** Start of MATERIAL PROVIDED **

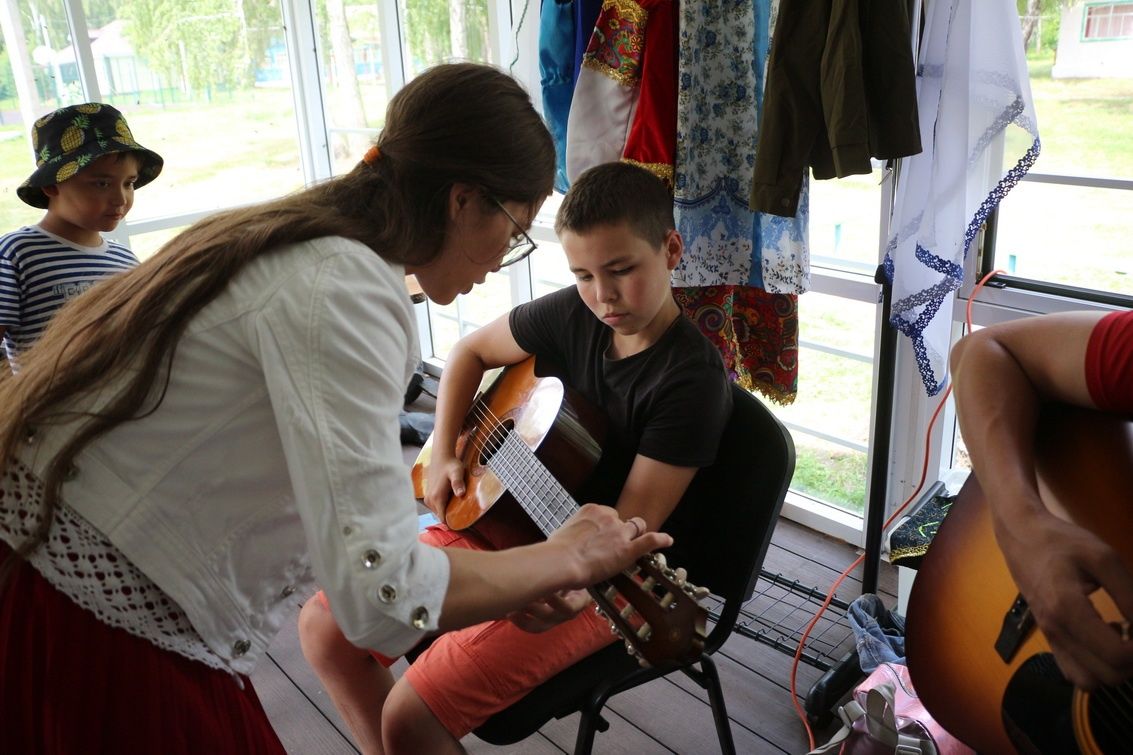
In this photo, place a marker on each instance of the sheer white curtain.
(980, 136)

** End of MATERIAL PROVIDED **
** Start of MATERIAL PROVIDED **

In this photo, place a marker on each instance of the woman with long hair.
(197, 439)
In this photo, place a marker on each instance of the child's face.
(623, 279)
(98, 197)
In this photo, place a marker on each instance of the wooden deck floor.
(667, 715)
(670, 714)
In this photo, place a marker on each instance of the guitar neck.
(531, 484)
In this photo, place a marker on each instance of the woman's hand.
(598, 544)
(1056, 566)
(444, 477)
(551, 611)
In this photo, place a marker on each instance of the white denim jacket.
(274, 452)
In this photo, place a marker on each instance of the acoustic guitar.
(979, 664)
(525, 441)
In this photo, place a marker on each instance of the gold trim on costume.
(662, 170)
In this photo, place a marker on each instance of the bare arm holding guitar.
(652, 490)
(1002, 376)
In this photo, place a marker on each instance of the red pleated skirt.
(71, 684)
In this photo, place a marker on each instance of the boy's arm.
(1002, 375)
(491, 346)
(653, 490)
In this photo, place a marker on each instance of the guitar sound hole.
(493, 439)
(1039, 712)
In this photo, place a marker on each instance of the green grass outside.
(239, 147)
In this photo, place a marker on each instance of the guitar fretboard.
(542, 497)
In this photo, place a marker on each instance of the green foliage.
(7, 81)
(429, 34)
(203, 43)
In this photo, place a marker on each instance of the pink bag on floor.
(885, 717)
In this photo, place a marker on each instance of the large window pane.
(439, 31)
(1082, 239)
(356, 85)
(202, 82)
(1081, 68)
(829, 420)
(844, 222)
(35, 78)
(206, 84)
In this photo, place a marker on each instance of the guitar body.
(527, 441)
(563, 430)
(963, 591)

** End of MATERIAL PROVIDED **
** Start of MATERIAL PROVIDED **

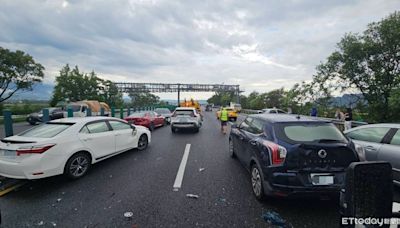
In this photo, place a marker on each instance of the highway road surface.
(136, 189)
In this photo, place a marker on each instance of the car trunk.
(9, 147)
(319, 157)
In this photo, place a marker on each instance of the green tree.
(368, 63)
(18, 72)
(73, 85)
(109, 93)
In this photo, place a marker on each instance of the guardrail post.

** End of MATERIAL PROVIDED **

PROMPT — Show each line of the material above that contains the word "white", copied in full. Treat uppercase and lowercase letters as different.

ANSWER —
In this photo, place a marker on each instance of the sheer white curtain.
In this photo, place a marker on each instance of the white denim jacket.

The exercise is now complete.